## Exercise aim
Scan the entries below for "indicate" and copy each line that holds it.
== == ==
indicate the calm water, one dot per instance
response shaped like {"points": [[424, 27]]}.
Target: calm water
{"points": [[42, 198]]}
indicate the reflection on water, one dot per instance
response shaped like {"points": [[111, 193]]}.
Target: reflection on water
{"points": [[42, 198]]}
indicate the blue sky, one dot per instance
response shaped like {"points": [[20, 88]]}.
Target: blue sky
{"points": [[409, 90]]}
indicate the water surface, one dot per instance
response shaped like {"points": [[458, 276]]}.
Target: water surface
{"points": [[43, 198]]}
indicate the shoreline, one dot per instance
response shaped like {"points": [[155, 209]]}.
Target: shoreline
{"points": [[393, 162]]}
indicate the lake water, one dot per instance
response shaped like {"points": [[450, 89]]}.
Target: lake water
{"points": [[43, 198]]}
== == ==
## Exercise response
indicate the calm water, one dot per instance
indicate the reflection on water, one dot per instance
indicate the blue sky, one dot per instance
indicate the water surface, one dot per instance
indicate the shoreline, one dot per instance
indicate the lake water, one dot per instance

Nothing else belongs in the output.